» **Your assignment**: The answer must consist of every record, printed exactly as it stands.

» **Records from a data collection**:
##########

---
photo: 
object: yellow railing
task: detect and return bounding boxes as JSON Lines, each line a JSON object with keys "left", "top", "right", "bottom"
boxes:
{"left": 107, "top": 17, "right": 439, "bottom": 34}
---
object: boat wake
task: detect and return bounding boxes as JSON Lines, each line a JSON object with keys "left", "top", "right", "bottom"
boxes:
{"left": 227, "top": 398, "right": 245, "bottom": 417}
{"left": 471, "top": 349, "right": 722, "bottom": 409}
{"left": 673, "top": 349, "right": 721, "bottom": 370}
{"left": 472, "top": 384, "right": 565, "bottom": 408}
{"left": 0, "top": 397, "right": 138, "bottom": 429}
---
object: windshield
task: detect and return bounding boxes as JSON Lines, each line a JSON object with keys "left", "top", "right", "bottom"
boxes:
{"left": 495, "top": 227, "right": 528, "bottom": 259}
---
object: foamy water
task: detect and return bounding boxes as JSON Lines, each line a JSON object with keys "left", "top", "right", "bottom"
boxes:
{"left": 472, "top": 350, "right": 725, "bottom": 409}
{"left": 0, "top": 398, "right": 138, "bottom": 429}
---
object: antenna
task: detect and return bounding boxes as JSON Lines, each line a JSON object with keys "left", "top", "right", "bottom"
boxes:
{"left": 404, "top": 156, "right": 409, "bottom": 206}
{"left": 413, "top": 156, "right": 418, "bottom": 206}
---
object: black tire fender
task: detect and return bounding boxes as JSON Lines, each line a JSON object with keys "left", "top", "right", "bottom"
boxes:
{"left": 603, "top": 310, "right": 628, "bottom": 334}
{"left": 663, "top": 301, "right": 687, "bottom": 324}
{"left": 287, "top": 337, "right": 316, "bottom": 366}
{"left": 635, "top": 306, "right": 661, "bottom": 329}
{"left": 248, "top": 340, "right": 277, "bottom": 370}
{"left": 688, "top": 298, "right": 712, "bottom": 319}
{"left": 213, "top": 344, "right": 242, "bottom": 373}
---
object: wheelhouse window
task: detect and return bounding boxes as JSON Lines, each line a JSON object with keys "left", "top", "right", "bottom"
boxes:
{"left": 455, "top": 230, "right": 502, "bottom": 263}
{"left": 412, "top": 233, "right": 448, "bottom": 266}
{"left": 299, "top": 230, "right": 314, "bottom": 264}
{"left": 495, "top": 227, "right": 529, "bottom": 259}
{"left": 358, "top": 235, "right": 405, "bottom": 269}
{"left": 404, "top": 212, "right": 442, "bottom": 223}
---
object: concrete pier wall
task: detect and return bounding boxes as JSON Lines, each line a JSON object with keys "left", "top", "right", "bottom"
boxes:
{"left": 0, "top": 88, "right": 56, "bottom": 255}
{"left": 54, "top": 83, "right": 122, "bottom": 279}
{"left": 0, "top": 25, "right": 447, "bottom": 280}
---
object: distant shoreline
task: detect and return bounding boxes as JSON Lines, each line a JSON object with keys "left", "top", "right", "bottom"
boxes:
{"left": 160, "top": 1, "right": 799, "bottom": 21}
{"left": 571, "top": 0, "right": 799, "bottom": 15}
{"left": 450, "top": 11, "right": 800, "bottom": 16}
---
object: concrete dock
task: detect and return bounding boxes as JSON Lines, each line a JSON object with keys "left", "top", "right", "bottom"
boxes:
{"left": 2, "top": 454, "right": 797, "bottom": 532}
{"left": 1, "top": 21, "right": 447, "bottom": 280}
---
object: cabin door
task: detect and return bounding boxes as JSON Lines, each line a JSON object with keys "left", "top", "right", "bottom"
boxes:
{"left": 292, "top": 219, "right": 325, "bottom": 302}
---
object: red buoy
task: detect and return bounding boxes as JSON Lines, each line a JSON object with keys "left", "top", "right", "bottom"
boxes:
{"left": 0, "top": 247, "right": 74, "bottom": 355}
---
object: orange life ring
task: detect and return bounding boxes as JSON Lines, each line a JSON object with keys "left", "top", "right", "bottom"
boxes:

##########

» **Written reply**:
---
photo: 
object: yellow railing
task: detect and return bounding boxes as JSON Lines, each line a JSON object with keys "left", "top", "right", "bottom"
boxes:
{"left": 107, "top": 17, "right": 439, "bottom": 34}
---
object: boat wake
task: detect and return bounding boxes as JSON Lines, each line a JSON object with keys "left", "top", "right", "bottom"
boxes:
{"left": 227, "top": 398, "right": 245, "bottom": 417}
{"left": 471, "top": 349, "right": 722, "bottom": 409}
{"left": 673, "top": 349, "right": 721, "bottom": 370}
{"left": 472, "top": 384, "right": 565, "bottom": 408}
{"left": 0, "top": 397, "right": 138, "bottom": 429}
---
object: windshield
task: detect and return bounding boxes as JSON Lines, each line a JSON object with keys "left", "top", "right", "bottom"
boxes:
{"left": 495, "top": 227, "right": 528, "bottom": 259}
---
object: foamy water
task: detect and return bounding boxes as JSON Lines, each line a JSON object with keys "left", "top", "right", "bottom"
boxes:
{"left": 472, "top": 350, "right": 725, "bottom": 409}
{"left": 0, "top": 398, "right": 138, "bottom": 429}
---
object: antenna
task: detect and return bounding boxes as JSON Lines, each line a JSON object with keys "left", "top", "right", "bottom"
boxes:
{"left": 404, "top": 156, "right": 409, "bottom": 206}
{"left": 413, "top": 156, "right": 418, "bottom": 206}
---
object: black tire fender
task: detect and return bounding boxes as JSON Lines, each line a JSON object with keys "left", "top", "right", "bottom"
boxes:
{"left": 603, "top": 310, "right": 628, "bottom": 334}
{"left": 663, "top": 301, "right": 687, "bottom": 324}
{"left": 287, "top": 337, "right": 316, "bottom": 366}
{"left": 635, "top": 306, "right": 661, "bottom": 329}
{"left": 248, "top": 340, "right": 277, "bottom": 370}
{"left": 688, "top": 298, "right": 712, "bottom": 319}
{"left": 213, "top": 344, "right": 242, "bottom": 373}
---
object: wheelhouse window
task: detect and return bounding boxes as JSON Lines, each line a JSON object with keys "left", "top", "right", "bottom"
boxes:
{"left": 455, "top": 230, "right": 502, "bottom": 263}
{"left": 412, "top": 233, "right": 448, "bottom": 266}
{"left": 299, "top": 230, "right": 314, "bottom": 264}
{"left": 495, "top": 227, "right": 529, "bottom": 259}
{"left": 358, "top": 235, "right": 405, "bottom": 269}
{"left": 404, "top": 212, "right": 442, "bottom": 223}
---
object: concrete pier wall
task: detect and return bounding boxes as JSON Lines, each line a JSON object with keys "left", "top", "right", "bottom"
boxes:
{"left": 0, "top": 88, "right": 56, "bottom": 255}
{"left": 54, "top": 83, "right": 122, "bottom": 279}
{"left": 0, "top": 25, "right": 447, "bottom": 280}
---
object: distant shoreline
task: detect and return bounding boxes as JSON Lines, each line a JSON object with keys "left", "top", "right", "bottom"
boxes:
{"left": 160, "top": 1, "right": 799, "bottom": 21}
{"left": 571, "top": 0, "right": 799, "bottom": 15}
{"left": 450, "top": 11, "right": 800, "bottom": 16}
---
object: concrete dock
task: detect and return bounding boxes as JSON Lines, each line a JSON object with keys "left", "top", "right", "bottom"
boxes:
{"left": 2, "top": 454, "right": 797, "bottom": 532}
{"left": 1, "top": 21, "right": 447, "bottom": 280}
---
object: cabin door
task: detect and return bounding boxes as JSON Lines, each line a JSON object with keys "left", "top", "right", "bottom"
boxes:
{"left": 292, "top": 219, "right": 325, "bottom": 302}
---
object: red buoy
task: detect and return bounding boxes as JSON Lines, each line a JSON object with keys "left", "top", "right", "bottom"
boxes:
{"left": 0, "top": 247, "right": 74, "bottom": 355}
---
object: orange life ring
task: detect and return bounding boxes as JSON Lines, each line a JSON object with keys "left", "top", "right", "bottom"
boxes:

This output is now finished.